By MARIAN ACCARDIJanuary 23, 2023

From left are Jenna Tran, historian with New South Associates Inc. and the excavation project; Ben Hoksbergen, Redstone Arsenal’s cultural resource manager; and Anne Dorland, of New South Associates, the principal investigator and archaeologist...
From left are Jenna Tran, historian with New South Associates Inc. and the excavation project; Ben Hoksbergen, Redstone Arsenal’s cultural resource manager; and Anne Dorland, of New South Associates, the principal investigator and archaeologist for the project. They display some of the artifacts that have been unearthed at a Redstone site. (Photo Credit: Erin Elise Enyinda) VIEW ORIGINAL

A team of archeologists is excavating a site on Redstone Arsenal to preserve artifacts and features there, in compliance with the National Historic Preservation Act, before work starts on a construction project.

The excavation site is located at what was the Fennell Plantation, likely occupied between 1820 and 1940, according to Redstone Arsenal’s Cultural Resource Manager Ben Hoksbergen. “The current excavation site was probably the location of the main house for the plantation owned by members of the Fennell family from 1843 to 1918,” he said in a release.

About a dozen people were working at the site Friday, a mix of employees at New South Associates Inc., of Stone Mountain, Georgia, which is under contract to excavate the site, conduct historic research, and analyze the data from the dig, and others hired for the project.

“We’ve numbered up to 81 features so far” from the site, Anne Dorland, of New South Associates, the primary investigator and archaeologist for the project, said. About 5,000 artifacts have also been discovered – from ceramic buttons to stone tools and horseshoes. Features, or nonportable archaeological remnants, that have been found include trash pits, foundations, and cellar pits.

Just recently, the crews have unearthed the remnants of a chimney dating to the early 1800s.

This archaeological site was discovered in 1999 and it was determined it “might have some information that might be valuable to historians and archaeologists,” Hoksbergen said.

“So when it became evident that the site was going to be impacted by construction, we did some additional testing out here in 2019 and we had contractors, professional archaeologists come out and dig these nice little square holes across the site, screen the dirt, take all the artifacts to a lab and evaluate them and inventory them and research the history, and we determined that the site is significant,” he said.

“It’s got components possibly going all the way back to Paleo-Indian times, 13,000 years ago. We found one artifact that dated to that period,” Hoksbergen said.

“We think the bulk of (the site) might be in the 1830-to-1840-time range,” he said, “and it was probably occupied right up until almost before the Army acquired this land in the early 1940s.”

Hoksbergen said the team wants to determine when site was occupied, who owned it, the social status of individuals who lived here and how they interacted with the outside community, and “what this information might tell us about the broader scope of American history.”

The land had two previous owners before Isham J. Fennell, one of the wealthiest planters in Madison County who owned thousands of acres throughout the state, bought the plantation in 1843 and made it his primary residence, according to Hoksbergen.

The plantation was subdivided and sold off in the early 20th century, according to Hoksbergen, and in 1919, Moses Love, a local African American farmer, bought the parcel where the excavation site is located. He sold the land to the U.S. government in 1943 as part of the land acquisition for the Huntsville Arsenal.

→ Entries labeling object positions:
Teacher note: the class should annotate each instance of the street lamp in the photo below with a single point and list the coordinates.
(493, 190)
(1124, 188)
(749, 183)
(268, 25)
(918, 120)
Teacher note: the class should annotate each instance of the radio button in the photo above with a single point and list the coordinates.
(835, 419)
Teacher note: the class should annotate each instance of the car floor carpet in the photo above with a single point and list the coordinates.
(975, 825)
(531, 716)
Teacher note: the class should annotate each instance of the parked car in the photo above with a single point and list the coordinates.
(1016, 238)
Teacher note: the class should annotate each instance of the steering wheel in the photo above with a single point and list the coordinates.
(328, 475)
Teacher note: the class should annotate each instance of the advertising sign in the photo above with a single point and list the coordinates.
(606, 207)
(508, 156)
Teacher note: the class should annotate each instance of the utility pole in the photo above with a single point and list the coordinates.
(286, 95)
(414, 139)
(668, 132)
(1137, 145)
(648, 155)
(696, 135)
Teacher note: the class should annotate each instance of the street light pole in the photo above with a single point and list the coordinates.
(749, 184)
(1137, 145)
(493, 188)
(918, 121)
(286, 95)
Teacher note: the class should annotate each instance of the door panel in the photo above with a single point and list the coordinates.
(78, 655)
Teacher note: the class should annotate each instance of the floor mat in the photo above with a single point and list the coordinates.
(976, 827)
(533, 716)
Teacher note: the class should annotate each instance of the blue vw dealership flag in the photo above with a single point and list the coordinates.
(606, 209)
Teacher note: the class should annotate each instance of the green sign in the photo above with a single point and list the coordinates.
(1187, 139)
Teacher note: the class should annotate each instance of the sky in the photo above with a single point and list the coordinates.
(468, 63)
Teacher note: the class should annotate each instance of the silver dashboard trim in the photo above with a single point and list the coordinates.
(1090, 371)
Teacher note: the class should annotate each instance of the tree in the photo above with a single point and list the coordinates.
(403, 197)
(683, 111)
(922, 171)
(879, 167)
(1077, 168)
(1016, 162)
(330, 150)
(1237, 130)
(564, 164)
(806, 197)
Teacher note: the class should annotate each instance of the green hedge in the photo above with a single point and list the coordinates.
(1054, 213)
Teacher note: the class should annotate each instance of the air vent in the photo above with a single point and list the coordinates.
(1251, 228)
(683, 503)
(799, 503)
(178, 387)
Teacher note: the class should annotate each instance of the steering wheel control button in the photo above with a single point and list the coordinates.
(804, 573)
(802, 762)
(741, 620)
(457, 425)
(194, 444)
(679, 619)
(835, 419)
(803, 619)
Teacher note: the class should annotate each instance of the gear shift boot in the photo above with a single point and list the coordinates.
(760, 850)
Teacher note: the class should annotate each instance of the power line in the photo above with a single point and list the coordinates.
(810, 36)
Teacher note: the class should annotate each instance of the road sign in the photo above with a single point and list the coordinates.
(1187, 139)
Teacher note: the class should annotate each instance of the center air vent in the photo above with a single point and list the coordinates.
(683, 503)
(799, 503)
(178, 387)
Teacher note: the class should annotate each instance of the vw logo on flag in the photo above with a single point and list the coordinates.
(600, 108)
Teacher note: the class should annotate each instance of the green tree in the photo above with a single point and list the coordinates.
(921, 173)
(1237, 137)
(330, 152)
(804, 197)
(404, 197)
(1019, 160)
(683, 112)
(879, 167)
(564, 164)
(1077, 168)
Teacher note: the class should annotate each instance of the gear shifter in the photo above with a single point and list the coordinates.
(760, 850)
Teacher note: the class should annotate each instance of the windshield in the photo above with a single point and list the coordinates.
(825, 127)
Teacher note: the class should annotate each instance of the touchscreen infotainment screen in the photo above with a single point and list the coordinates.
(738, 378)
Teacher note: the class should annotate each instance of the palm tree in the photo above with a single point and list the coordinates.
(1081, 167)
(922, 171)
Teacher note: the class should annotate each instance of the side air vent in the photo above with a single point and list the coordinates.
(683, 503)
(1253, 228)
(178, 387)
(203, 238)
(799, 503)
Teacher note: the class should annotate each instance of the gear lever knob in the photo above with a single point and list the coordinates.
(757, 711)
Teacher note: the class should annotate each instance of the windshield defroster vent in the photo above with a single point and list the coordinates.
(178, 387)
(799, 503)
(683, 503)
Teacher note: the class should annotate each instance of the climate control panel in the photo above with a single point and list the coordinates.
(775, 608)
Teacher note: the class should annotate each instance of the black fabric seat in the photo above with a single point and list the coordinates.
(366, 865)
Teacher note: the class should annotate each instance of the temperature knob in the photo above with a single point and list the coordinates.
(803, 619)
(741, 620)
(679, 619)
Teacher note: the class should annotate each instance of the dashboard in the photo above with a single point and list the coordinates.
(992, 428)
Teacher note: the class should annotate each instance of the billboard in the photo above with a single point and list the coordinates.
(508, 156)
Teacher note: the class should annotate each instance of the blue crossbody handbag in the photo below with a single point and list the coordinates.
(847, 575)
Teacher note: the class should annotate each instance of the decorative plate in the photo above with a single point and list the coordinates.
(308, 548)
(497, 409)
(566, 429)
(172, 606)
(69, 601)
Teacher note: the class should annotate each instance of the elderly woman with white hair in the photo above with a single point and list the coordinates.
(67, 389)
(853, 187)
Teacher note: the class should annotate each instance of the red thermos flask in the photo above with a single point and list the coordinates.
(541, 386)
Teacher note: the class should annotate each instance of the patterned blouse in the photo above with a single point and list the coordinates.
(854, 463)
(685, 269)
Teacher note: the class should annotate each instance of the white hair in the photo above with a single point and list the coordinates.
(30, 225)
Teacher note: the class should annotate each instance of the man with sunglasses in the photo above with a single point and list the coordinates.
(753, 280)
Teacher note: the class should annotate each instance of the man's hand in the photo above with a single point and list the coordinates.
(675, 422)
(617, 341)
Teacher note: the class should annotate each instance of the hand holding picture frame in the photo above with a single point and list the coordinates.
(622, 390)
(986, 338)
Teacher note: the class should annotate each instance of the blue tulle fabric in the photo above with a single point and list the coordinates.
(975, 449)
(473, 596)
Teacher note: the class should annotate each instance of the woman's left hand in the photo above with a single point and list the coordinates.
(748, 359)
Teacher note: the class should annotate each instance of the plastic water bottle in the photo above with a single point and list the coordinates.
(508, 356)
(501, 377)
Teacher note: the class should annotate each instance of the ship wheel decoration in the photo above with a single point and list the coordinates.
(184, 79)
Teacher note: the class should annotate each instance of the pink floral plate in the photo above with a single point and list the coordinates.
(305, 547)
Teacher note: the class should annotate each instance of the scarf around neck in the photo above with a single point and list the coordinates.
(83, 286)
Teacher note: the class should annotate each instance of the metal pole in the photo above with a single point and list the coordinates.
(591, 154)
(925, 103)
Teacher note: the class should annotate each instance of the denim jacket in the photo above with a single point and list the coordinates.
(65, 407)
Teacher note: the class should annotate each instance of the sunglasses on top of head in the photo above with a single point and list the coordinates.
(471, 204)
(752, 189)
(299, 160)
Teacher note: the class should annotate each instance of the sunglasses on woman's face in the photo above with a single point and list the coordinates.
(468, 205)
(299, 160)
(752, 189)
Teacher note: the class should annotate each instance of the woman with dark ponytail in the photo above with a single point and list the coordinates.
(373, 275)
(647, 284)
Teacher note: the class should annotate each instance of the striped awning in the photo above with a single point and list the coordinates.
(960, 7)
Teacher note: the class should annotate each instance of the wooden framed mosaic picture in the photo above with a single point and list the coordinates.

→ Jobs:
**A)** According to the article about the Redstone Arsenal dig, about how many artifacts have been found at the site?
**B)** Pull out every line of the records that contains the string "sign".

→ Solution list:
**A)** About 5,000 artifacts.

**B)**
Teacher note: the class should annotate each instance of the advertising sign in the photo above with a single point and list the coordinates.
Teacher note: the class should annotate each instance of the green sign in the photo above with a single point and list the coordinates.
Teacher note: the class should annotate each instance of the road sign in the photo above with a single point and list the coordinates.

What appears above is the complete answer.